== Exercise material

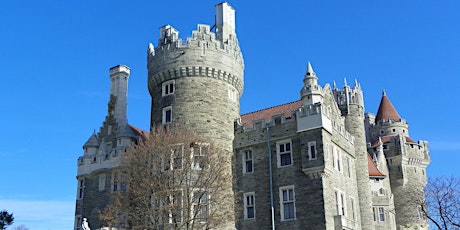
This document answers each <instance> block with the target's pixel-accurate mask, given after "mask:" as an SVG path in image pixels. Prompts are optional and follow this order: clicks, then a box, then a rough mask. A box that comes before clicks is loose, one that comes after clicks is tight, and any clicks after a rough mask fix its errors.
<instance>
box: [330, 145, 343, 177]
mask: <svg viewBox="0 0 460 230" xmlns="http://www.w3.org/2000/svg"><path fill="white" fill-rule="evenodd" d="M333 151H334V152H333V162H332V165H333V166H334V168H335V170H337V171H339V172H342V153H341V151H340V149H339V148H337V147H335V146H334V149H333Z"/></svg>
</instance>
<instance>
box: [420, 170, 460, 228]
mask: <svg viewBox="0 0 460 230" xmlns="http://www.w3.org/2000/svg"><path fill="white" fill-rule="evenodd" d="M419 207H420V210H421V212H422V213H423V215H424V216H425V217H426V218H428V219H429V220H430V221H431V223H432V224H433V225H434V226H435V227H436V228H437V229H439V230H448V229H460V178H458V177H454V176H451V177H437V178H429V180H428V184H427V186H426V187H425V200H421V201H420V202H419Z"/></svg>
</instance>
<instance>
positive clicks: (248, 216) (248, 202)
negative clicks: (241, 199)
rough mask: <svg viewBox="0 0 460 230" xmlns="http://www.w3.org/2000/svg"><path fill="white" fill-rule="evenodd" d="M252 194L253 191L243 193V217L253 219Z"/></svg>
mask: <svg viewBox="0 0 460 230" xmlns="http://www.w3.org/2000/svg"><path fill="white" fill-rule="evenodd" d="M254 196H255V194H254V193H253V192H250V193H245V194H243V199H244V219H254V218H255V217H256V209H255V200H254Z"/></svg>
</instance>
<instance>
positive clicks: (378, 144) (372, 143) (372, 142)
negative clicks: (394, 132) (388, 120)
mask: <svg viewBox="0 0 460 230" xmlns="http://www.w3.org/2000/svg"><path fill="white" fill-rule="evenodd" d="M394 137H396V136H383V137H380V139H381V140H382V144H385V143H388V142H390V141H391V139H393V138H394ZM404 140H405V141H406V143H417V142H415V141H414V140H412V139H411V138H410V137H404ZM378 145H379V139H377V140H375V141H374V142H372V145H371V147H372V148H373V147H376V146H378Z"/></svg>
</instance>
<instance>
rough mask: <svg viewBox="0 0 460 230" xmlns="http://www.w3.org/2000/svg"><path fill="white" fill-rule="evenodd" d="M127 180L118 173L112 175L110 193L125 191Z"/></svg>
mask: <svg viewBox="0 0 460 230" xmlns="http://www.w3.org/2000/svg"><path fill="white" fill-rule="evenodd" d="M126 187H127V178H126V176H125V175H122V174H119V173H115V172H113V173H112V191H113V192H117V191H126Z"/></svg>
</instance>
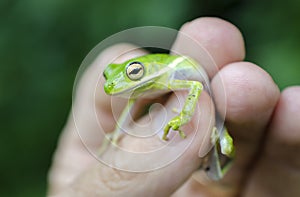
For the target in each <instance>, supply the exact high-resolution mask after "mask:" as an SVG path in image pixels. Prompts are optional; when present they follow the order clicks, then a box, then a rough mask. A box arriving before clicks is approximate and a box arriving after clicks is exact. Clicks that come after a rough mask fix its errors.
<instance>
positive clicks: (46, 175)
mask: <svg viewBox="0 0 300 197" xmlns="http://www.w3.org/2000/svg"><path fill="white" fill-rule="evenodd" d="M200 16H219V17H221V18H224V19H226V20H229V21H230V22H232V23H233V24H235V25H236V26H238V27H239V28H240V29H241V31H242V33H243V35H244V37H245V42H246V48H247V57H246V59H247V60H248V61H252V62H255V63H256V64H258V65H260V66H261V67H263V68H264V69H266V70H267V71H268V72H269V73H270V74H271V75H272V76H273V78H274V80H275V81H276V82H277V83H278V85H279V87H280V89H283V88H285V87H287V86H290V85H296V84H300V65H299V64H300V61H299V60H300V53H299V52H300V50H299V45H300V22H299V20H300V1H297V0H285V1H259V0H202V1H196V0H165V1H161V0H152V1H149V0H148V1H141V0H126V1H124V0H110V1H109V0H102V1H101V0H85V1H75V0H1V1H0V60H1V62H0V120H1V124H0V131H1V137H0V153H1V154H0V156H1V161H0V188H1V189H0V195H1V196H22V197H24V196H44V195H45V193H46V188H47V185H46V184H47V182H46V180H47V171H48V168H49V166H50V164H51V157H52V153H53V151H54V150H55V147H56V143H57V139H58V136H59V133H60V131H61V129H62V127H63V125H64V123H65V121H66V118H67V116H68V112H69V110H70V107H71V100H72V99H71V97H72V86H73V81H74V78H75V74H76V72H77V69H78V68H79V66H80V64H81V61H82V60H83V59H84V57H85V56H86V55H87V53H88V52H89V51H90V50H91V49H92V48H93V47H94V46H95V45H96V44H97V43H99V42H100V41H101V40H103V39H105V38H106V37H108V36H110V35H111V34H114V33H116V32H118V31H121V30H124V29H127V28H130V27H135V26H145V25H159V26H167V27H171V28H175V29H179V27H180V26H181V25H182V24H183V23H184V22H186V21H189V20H192V19H194V18H197V17H200Z"/></svg>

====

- **What to work on**
Collect every line in the data above that contains the word "negative". Case counts.

- **Solution for this exercise**
negative clicks: (241, 199)
negative clicks: (394, 132) (388, 120)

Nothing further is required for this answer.